- _WORK TO DO_
Copy out everything from the line containing "of the shadow" down to the end of the rows, with "sidewalk" substituted for "driveway" and nothing else changed.

- _DATASET RECORDS_

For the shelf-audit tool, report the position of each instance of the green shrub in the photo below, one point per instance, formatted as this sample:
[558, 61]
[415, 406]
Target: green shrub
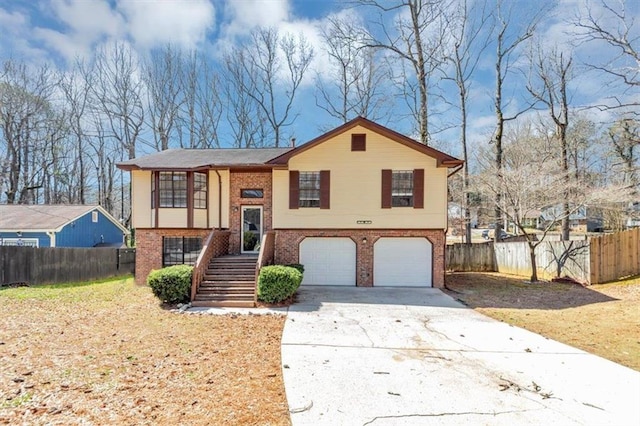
[298, 266]
[277, 283]
[171, 284]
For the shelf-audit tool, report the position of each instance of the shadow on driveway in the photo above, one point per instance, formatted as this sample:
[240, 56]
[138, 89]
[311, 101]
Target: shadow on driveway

- _EXERCISE ANSWER_
For the shelf-audit tool, report the position of each instance of the shadow on sidewalk in the photo above, one point per instance, formatted as this sample:
[240, 56]
[138, 89]
[311, 101]
Target: shadow on sidewalk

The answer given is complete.